- Questions on the material -
a – In the notes on the renin-angiotensin system, below what mean arterial pressure does this system become active?
b – Write the next part of the notes on the renin-angiotensin system, starting after their last sentence.

- Document segment -
Extrinsic GFR Regulation: Renin Angiotensin System
Renin-angiotensin system
(aka, renin-angiotensin-aldosterone system)
Extrinsic mechanism of GFR regulation that is activated when mean arterial pressure drops below 80 mmHg; recall that too-low blood pressure can cause tissue necrosis.
To raise blood volume and pressure, the renin-angiotensin system produces hormones that act on multiple organs, including the renal arterioles.
Because it requires the production, secretion, and transport of hormones throughout the blood circulation, it is a relatively slow mechanism of GFR regulation.
One of these hormones, angiotensin II, has dose-dependent effects on GFR: – At low levels, angiotensin II reduces renal blood flow but increases GFR. – At higher levels, it reduces both renal blood flow and GFR.
Stimuli for Renin Release:
Mechanoreceptors within the juxtaglomerular cells respond to reduced stretch of the afferent arteriole.
The macula densa of the distal tubule detects decreased salt concentration of the filtrate, and sends signals to the juxtaglomerular cells.
Sympathetic stimulation, which is activated by the baroreceptor reflex, activates beta 1 receptors of the juxtaglomerular cells. Notice that this pathway involves both the nervous and endocrine systems.
Steps of RAS:
Renin secretion: First, reduced renal blood flow induces the juxtaglomerular cells to secrete renin, which is an enzyme.
Angiotensinogen conversion: Within the blood stream, renin catalyzes the conversion of angiotensinogen to angiotensin I, which is a hormone with only mild vasoconstrictor effects.
Angiotensin I conversion: As angtiotensin I travels through the blood, angiotensin-converting enzyme converts angiotensin I to angiotensin II.
Angiotensin II: Angiotensin II has widespread effects throughout the body that raise blood volume and pressure
GFR regulation: Arteriole vasoconstriction
Angiotensin II induces arteriole vasoconstriction, especially of the efferent arteriole, which has more angiotensin-sensitive receptors than the afferent arteriole does.

- Excerpted records -
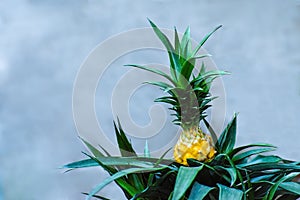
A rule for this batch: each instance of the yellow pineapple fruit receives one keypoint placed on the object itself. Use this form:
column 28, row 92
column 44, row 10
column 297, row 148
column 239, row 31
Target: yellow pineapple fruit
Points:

- Task-by-task results -
a – Below 80 mmHg.

b –
Reduced blood flow through the efferent arteriole raises hydrostatic capillary pressure within the glomerulus, which helps to maintain GFR within the homeostatic range.
However, if efferent arteriole blood flow is reduced too much, the oncotic capillary pressures overwhelm the hydrostatic pressures, and GFR is reduced (filtration pressures are discussed in detail, elsewhere).
Clinical Correlations:
RAS can be life-saving in the case of systemic hypotension, but consider the clinical consequences of renal artery stenosis, which reduces blood flow through the renal artery. – In response, the renin-angiotensin system activates to elevate blood volume and pressure throughout the body, which can cause renovascular hypertension and kidney damage.
A pharmacologic correlate, antihypertensive medications were developed to regulate the renin-angiotensin-aldosterone system, which reduce vasoconstriction and lower blood pressure. – Angiotensin converting enzyme inhibitors (ACE inhibitors); inhibit ACE. Unfortunately, ACE inhibitors can cause an irritating dry cough, So angiotensin 2 receptor inhibitors were also developed to block the angiotensin 2, type 1 receptors.